■ Problem statement ■
State how many lines of the items below contain the string "large", treating uppercase and lowercase as distinct. Reply with the number alone.

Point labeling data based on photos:
:::::

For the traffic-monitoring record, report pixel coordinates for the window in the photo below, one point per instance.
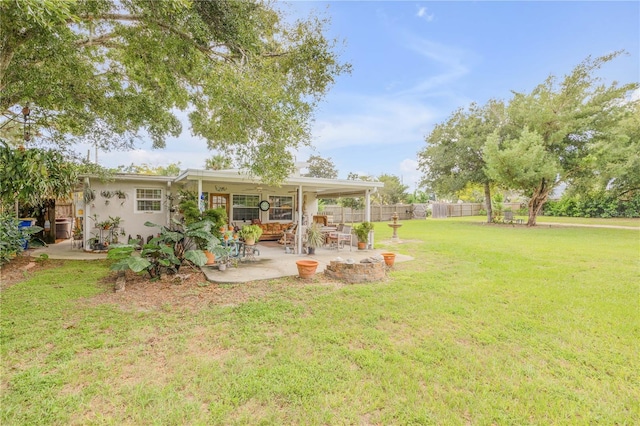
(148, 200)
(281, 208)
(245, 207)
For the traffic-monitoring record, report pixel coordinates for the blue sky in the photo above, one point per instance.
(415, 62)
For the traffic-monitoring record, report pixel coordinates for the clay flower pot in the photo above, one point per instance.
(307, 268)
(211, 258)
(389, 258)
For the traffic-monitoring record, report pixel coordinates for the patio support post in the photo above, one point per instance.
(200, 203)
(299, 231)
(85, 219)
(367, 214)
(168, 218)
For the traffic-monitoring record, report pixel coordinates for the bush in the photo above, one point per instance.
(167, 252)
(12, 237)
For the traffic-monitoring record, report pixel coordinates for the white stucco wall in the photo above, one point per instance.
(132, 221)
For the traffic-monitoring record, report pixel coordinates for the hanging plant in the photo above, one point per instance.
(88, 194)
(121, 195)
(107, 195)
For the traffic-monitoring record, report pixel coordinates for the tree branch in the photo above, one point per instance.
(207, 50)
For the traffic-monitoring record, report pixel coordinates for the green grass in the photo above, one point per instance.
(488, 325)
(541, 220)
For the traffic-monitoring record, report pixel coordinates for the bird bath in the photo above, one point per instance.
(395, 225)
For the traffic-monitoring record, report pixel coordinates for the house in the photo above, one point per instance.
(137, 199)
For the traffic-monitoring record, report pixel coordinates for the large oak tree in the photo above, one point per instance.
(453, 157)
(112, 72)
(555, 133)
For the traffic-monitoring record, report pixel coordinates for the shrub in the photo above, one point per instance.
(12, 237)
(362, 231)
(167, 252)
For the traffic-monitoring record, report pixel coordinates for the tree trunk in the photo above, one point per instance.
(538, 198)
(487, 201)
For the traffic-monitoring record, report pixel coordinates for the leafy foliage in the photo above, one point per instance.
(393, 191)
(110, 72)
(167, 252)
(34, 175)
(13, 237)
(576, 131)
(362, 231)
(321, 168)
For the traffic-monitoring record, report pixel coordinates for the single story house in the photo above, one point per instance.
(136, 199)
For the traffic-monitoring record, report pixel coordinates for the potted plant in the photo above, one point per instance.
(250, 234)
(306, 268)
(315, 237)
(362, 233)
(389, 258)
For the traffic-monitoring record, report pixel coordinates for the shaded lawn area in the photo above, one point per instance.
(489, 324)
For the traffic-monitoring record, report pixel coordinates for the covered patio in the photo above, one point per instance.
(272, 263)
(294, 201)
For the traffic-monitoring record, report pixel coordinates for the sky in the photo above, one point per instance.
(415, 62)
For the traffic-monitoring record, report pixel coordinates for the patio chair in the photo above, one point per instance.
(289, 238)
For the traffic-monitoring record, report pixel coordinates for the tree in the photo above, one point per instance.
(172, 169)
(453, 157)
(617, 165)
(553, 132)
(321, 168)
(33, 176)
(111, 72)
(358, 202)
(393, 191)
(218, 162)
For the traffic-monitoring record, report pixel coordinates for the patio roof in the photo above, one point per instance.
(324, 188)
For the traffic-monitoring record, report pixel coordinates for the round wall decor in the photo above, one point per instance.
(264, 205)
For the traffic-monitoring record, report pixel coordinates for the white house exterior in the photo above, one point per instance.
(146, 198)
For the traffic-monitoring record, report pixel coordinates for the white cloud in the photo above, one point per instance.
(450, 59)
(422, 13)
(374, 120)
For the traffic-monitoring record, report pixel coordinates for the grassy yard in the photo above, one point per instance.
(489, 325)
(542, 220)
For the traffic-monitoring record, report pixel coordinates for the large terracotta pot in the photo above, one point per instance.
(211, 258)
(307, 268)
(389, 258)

:::::

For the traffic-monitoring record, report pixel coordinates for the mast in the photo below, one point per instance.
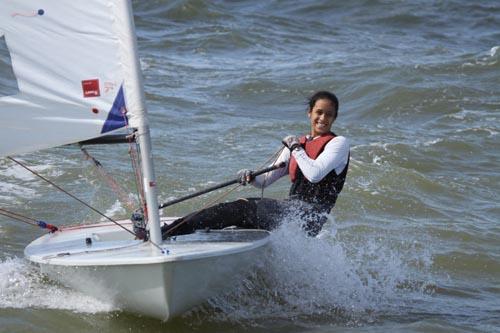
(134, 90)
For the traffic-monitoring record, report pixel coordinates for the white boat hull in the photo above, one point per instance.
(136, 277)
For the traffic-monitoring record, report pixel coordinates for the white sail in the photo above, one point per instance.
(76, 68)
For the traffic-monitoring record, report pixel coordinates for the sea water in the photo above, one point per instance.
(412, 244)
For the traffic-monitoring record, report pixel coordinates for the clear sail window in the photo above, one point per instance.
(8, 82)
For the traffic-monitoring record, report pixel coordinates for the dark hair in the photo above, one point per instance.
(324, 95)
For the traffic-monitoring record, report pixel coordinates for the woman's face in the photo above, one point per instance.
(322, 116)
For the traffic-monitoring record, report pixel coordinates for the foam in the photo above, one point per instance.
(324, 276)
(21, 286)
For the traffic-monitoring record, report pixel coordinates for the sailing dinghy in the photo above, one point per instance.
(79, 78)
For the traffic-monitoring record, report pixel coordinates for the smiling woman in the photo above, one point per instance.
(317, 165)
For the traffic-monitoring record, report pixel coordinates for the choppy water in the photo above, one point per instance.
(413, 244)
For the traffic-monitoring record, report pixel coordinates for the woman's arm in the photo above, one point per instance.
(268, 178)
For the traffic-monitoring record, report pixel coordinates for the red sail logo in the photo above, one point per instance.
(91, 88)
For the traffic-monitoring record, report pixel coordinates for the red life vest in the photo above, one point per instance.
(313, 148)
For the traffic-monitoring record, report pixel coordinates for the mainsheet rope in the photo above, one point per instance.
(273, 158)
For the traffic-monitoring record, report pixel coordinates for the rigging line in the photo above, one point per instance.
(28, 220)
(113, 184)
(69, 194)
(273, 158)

:::::

■ Result of this task ■
2